■ Problem requirements
Could you retype the lines running from the start of the records through the line that contains "pixel 373 493", with both ends included and the pictures left out?

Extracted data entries
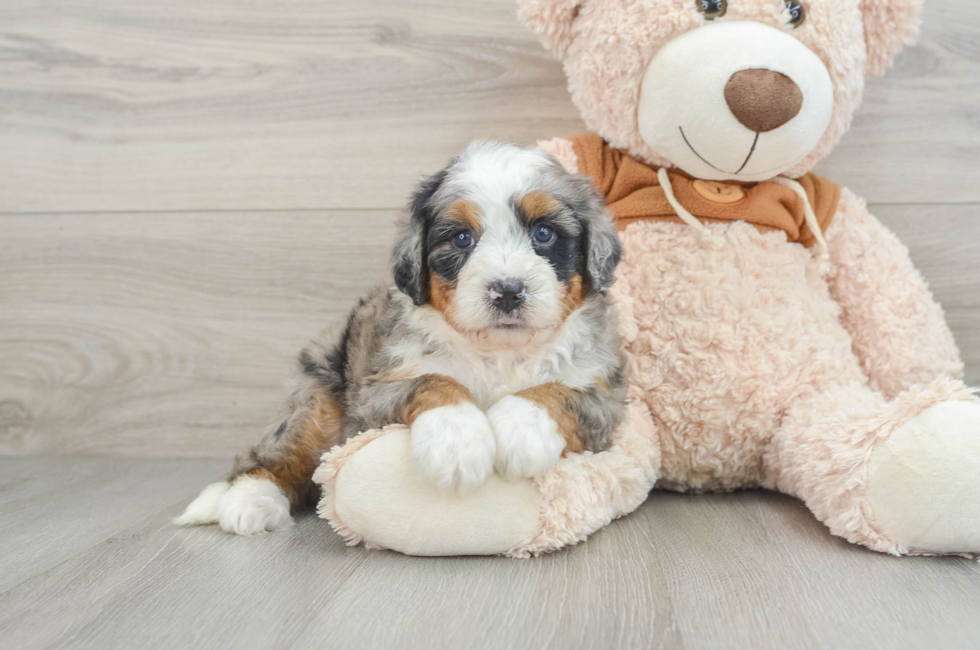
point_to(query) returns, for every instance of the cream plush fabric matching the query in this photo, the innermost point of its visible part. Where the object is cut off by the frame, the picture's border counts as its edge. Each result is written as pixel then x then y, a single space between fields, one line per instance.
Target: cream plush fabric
pixel 750 365
pixel 373 493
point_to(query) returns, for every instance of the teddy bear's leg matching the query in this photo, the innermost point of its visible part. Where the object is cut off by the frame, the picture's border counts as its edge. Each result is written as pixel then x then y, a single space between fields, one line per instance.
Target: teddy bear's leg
pixel 901 477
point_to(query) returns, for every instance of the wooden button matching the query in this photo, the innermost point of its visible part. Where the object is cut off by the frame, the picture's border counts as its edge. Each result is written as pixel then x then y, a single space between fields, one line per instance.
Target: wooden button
pixel 718 192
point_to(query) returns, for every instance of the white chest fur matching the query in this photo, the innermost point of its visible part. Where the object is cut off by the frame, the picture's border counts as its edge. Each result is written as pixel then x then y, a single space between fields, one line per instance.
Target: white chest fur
pixel 490 374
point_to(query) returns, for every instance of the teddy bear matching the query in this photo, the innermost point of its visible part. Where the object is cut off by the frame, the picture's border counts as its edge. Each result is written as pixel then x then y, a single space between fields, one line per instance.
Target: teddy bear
pixel 778 335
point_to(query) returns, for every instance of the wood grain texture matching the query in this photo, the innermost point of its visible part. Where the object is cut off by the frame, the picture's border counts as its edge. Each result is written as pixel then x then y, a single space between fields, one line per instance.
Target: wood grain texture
pixel 115 105
pixel 171 335
pixel 167 334
pixel 744 570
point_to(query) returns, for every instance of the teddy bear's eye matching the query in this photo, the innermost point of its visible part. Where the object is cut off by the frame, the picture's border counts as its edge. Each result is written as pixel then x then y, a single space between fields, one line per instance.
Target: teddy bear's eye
pixel 712 8
pixel 796 14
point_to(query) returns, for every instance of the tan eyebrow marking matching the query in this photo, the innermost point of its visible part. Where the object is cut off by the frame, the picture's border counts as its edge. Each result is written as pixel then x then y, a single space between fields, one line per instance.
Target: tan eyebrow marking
pixel 539 204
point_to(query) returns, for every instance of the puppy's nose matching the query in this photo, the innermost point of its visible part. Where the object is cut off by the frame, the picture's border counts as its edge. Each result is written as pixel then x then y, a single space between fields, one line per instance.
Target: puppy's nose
pixel 762 100
pixel 506 295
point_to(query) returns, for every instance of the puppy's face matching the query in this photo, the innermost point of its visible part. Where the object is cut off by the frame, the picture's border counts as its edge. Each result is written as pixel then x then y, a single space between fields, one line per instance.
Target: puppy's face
pixel 505 244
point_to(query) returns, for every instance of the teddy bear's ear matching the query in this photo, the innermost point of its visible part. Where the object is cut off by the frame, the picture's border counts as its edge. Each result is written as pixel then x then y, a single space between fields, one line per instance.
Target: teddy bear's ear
pixel 888 26
pixel 551 20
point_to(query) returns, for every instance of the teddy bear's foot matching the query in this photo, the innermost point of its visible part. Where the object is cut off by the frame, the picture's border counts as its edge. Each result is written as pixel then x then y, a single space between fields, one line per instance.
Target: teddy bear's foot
pixel 924 481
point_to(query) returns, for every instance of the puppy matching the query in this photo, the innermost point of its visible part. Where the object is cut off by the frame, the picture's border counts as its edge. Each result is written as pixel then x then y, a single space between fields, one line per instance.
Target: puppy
pixel 498 346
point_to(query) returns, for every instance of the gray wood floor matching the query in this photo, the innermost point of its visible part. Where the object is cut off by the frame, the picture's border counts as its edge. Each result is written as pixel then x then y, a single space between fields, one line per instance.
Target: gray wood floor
pixel 189 191
pixel 88 559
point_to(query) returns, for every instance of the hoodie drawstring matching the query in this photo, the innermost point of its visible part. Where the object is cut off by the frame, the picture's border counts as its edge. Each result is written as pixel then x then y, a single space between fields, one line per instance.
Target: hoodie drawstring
pixel 811 220
pixel 717 242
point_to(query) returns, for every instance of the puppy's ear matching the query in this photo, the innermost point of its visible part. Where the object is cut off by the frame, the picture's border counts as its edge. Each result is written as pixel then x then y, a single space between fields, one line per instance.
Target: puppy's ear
pixel 408 264
pixel 602 247
pixel 888 26
pixel 551 20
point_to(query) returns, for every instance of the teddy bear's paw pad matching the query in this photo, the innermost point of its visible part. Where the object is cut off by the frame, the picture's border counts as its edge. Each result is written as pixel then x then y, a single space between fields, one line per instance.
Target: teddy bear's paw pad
pixel 453 446
pixel 528 442
pixel 204 509
pixel 924 480
pixel 253 506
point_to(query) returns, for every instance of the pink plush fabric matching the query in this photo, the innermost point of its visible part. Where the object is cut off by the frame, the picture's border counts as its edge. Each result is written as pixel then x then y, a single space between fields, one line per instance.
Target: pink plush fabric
pixel 897 329
pixel 824 444
pixel 584 492
pixel 606 45
pixel 760 372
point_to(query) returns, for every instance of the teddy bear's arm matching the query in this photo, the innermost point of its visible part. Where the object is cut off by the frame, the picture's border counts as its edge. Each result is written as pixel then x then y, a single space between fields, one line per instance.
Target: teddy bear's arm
pixel 898 329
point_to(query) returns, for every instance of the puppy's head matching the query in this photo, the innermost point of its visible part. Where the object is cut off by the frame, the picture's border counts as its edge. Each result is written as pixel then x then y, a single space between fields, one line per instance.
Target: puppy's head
pixel 505 243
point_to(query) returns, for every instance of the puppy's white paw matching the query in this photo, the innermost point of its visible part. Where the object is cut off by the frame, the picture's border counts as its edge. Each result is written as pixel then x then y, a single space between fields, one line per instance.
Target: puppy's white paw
pixel 203 509
pixel 528 441
pixel 253 506
pixel 453 445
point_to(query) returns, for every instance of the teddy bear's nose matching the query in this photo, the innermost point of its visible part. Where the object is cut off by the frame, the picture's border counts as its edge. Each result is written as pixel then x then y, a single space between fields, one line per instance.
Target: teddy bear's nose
pixel 762 100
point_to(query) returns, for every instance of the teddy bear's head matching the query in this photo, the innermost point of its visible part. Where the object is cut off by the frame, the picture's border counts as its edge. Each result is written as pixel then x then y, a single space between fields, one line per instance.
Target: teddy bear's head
pixel 723 89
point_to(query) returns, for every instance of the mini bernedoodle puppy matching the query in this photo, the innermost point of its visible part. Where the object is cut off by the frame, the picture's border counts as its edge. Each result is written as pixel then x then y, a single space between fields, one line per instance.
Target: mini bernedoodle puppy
pixel 498 348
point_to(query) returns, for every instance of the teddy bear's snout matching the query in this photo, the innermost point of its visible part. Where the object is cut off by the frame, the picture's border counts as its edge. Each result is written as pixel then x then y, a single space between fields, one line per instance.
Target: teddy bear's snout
pixel 762 100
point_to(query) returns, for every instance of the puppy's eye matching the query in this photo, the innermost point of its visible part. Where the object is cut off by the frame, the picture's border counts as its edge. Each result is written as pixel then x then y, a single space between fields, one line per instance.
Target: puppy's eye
pixel 796 14
pixel 463 240
pixel 543 235
pixel 712 8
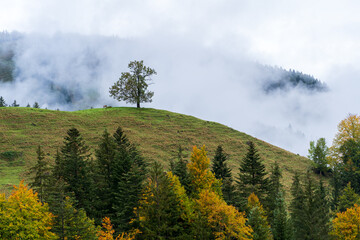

■ Reply to the exercise
point_to(query) returns, for every instance of the cream plush fabric matching the query in this photo, the innermost point of its visible part. Where the object is cut off by the frame, the picture's border counts as its edge. Each result is written as pixel then x then y, a single space between fields, one line per instance.
Target: cream plush fabric
pixel 750 365
pixel 373 493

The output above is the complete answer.